◆ **Assignment**
Determine the count of lines in the following entries that contain the string "dark". Write only the number.

◆ **Stored data**
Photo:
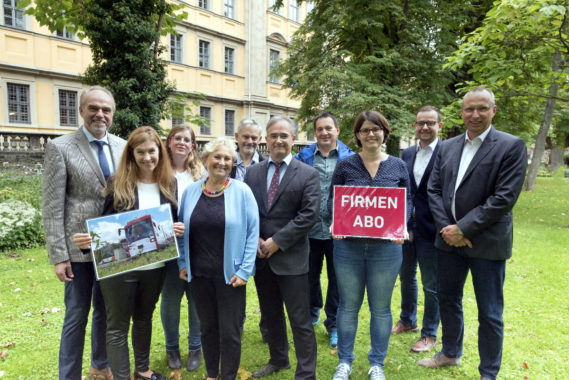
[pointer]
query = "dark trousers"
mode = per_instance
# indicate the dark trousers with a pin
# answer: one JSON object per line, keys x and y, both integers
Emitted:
{"x": 423, "y": 252}
{"x": 77, "y": 298}
{"x": 273, "y": 290}
{"x": 219, "y": 308}
{"x": 318, "y": 250}
{"x": 488, "y": 280}
{"x": 130, "y": 295}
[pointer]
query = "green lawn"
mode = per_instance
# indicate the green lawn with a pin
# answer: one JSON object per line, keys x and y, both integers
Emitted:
{"x": 536, "y": 313}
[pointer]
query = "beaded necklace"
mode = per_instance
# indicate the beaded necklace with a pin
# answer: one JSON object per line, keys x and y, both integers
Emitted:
{"x": 221, "y": 189}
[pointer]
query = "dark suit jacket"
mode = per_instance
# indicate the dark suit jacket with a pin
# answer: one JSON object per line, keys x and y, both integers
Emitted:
{"x": 292, "y": 214}
{"x": 234, "y": 168}
{"x": 485, "y": 197}
{"x": 423, "y": 225}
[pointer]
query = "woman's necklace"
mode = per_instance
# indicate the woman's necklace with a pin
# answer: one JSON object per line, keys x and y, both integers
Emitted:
{"x": 221, "y": 189}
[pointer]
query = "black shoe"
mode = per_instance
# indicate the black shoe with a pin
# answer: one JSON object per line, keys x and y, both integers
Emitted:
{"x": 155, "y": 376}
{"x": 268, "y": 369}
{"x": 194, "y": 360}
{"x": 174, "y": 359}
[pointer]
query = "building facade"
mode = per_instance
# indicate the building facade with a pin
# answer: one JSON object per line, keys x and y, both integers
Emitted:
{"x": 223, "y": 50}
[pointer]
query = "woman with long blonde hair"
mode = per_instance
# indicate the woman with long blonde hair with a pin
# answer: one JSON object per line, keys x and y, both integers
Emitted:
{"x": 143, "y": 179}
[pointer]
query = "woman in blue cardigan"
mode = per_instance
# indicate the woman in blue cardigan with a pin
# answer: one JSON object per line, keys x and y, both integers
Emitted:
{"x": 219, "y": 268}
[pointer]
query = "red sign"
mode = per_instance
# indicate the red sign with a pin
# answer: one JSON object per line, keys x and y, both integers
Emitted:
{"x": 377, "y": 212}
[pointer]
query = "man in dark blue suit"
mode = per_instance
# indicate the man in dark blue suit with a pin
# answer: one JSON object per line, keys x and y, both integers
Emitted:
{"x": 420, "y": 247}
{"x": 474, "y": 185}
{"x": 288, "y": 195}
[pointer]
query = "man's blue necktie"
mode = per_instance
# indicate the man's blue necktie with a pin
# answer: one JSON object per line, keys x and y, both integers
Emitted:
{"x": 103, "y": 163}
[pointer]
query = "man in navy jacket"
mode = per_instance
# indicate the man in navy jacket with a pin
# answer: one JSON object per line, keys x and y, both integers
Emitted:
{"x": 420, "y": 248}
{"x": 323, "y": 156}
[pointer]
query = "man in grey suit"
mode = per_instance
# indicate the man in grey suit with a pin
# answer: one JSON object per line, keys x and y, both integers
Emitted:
{"x": 474, "y": 185}
{"x": 76, "y": 168}
{"x": 288, "y": 195}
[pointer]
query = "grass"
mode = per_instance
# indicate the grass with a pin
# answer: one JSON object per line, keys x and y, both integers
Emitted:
{"x": 536, "y": 311}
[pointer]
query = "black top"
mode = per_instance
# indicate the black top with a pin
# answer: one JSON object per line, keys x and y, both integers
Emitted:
{"x": 207, "y": 229}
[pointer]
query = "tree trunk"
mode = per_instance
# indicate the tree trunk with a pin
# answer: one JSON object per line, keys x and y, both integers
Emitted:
{"x": 545, "y": 123}
{"x": 555, "y": 158}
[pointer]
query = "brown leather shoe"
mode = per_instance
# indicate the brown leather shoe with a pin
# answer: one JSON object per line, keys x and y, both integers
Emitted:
{"x": 400, "y": 327}
{"x": 424, "y": 344}
{"x": 439, "y": 360}
{"x": 100, "y": 374}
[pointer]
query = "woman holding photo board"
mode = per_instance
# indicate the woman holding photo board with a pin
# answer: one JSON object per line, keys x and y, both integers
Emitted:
{"x": 143, "y": 180}
{"x": 367, "y": 263}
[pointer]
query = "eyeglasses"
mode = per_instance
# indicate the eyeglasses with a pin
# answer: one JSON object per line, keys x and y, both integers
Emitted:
{"x": 367, "y": 131}
{"x": 429, "y": 123}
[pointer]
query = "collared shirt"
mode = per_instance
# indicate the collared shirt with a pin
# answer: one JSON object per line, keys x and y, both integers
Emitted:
{"x": 284, "y": 165}
{"x": 468, "y": 151}
{"x": 325, "y": 167}
{"x": 241, "y": 168}
{"x": 95, "y": 149}
{"x": 422, "y": 159}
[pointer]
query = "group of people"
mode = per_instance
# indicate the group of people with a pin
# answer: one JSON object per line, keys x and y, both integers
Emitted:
{"x": 275, "y": 216}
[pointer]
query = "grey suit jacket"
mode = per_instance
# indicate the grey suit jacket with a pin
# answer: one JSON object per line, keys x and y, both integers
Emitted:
{"x": 293, "y": 212}
{"x": 485, "y": 197}
{"x": 73, "y": 186}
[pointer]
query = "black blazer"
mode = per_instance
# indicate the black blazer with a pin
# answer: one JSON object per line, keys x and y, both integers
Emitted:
{"x": 423, "y": 225}
{"x": 293, "y": 212}
{"x": 485, "y": 197}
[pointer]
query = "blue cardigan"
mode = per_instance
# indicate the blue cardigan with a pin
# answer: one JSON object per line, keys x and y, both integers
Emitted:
{"x": 241, "y": 229}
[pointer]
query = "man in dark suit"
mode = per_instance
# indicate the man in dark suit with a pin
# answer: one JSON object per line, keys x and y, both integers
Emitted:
{"x": 288, "y": 195}
{"x": 420, "y": 247}
{"x": 248, "y": 137}
{"x": 475, "y": 183}
{"x": 77, "y": 166}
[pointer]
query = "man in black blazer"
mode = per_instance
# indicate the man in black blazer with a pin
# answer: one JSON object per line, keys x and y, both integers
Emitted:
{"x": 475, "y": 183}
{"x": 420, "y": 247}
{"x": 288, "y": 195}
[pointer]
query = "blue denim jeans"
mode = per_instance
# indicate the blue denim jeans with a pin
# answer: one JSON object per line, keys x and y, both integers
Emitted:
{"x": 78, "y": 296}
{"x": 424, "y": 252}
{"x": 488, "y": 281}
{"x": 318, "y": 250}
{"x": 172, "y": 293}
{"x": 360, "y": 264}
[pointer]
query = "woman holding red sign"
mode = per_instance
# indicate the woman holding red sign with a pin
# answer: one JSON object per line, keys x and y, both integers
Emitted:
{"x": 362, "y": 263}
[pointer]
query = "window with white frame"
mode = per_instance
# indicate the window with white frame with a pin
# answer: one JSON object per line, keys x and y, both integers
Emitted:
{"x": 64, "y": 34}
{"x": 176, "y": 48}
{"x": 229, "y": 122}
{"x": 68, "y": 108}
{"x": 12, "y": 15}
{"x": 273, "y": 60}
{"x": 204, "y": 54}
{"x": 205, "y": 128}
{"x": 229, "y": 8}
{"x": 18, "y": 103}
{"x": 229, "y": 60}
{"x": 293, "y": 10}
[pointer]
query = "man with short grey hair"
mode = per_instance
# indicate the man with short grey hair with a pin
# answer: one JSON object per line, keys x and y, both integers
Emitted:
{"x": 287, "y": 192}
{"x": 248, "y": 137}
{"x": 77, "y": 166}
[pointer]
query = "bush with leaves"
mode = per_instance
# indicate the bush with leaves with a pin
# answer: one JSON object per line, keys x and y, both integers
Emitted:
{"x": 20, "y": 225}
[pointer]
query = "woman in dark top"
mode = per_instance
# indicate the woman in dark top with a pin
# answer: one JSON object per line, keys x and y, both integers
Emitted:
{"x": 218, "y": 268}
{"x": 143, "y": 179}
{"x": 362, "y": 263}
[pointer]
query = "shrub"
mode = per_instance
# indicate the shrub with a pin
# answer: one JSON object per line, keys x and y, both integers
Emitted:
{"x": 23, "y": 188}
{"x": 20, "y": 225}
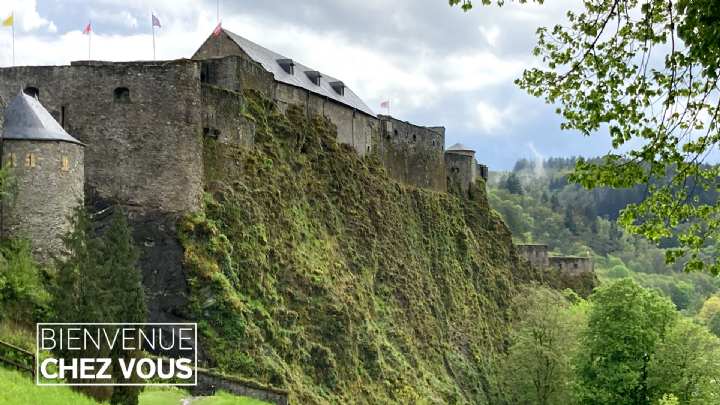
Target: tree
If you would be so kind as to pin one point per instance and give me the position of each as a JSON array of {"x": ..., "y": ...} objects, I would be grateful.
[
  {"x": 714, "y": 325},
  {"x": 625, "y": 324},
  {"x": 646, "y": 74},
  {"x": 686, "y": 363},
  {"x": 710, "y": 307},
  {"x": 512, "y": 184},
  {"x": 120, "y": 264},
  {"x": 538, "y": 368}
]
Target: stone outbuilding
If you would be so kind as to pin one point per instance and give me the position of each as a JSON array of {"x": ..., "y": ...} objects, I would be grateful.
[{"x": 47, "y": 171}]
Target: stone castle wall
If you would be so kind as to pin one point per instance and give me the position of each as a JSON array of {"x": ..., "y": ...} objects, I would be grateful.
[
  {"x": 229, "y": 67},
  {"x": 222, "y": 117},
  {"x": 144, "y": 146},
  {"x": 460, "y": 171},
  {"x": 413, "y": 154},
  {"x": 572, "y": 264},
  {"x": 48, "y": 178}
]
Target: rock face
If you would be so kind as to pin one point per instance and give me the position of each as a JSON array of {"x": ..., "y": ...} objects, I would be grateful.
[
  {"x": 47, "y": 174},
  {"x": 313, "y": 270}
]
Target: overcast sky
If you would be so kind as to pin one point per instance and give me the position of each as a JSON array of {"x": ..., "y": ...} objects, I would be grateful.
[{"x": 436, "y": 64}]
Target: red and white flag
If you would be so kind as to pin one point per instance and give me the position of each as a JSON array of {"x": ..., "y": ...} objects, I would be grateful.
[{"x": 217, "y": 30}]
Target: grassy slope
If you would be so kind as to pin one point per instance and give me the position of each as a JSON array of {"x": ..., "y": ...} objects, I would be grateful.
[
  {"x": 19, "y": 389},
  {"x": 310, "y": 269}
]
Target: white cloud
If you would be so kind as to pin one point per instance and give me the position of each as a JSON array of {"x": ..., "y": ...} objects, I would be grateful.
[
  {"x": 26, "y": 15},
  {"x": 490, "y": 118},
  {"x": 490, "y": 34}
]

◆ **Output below**
10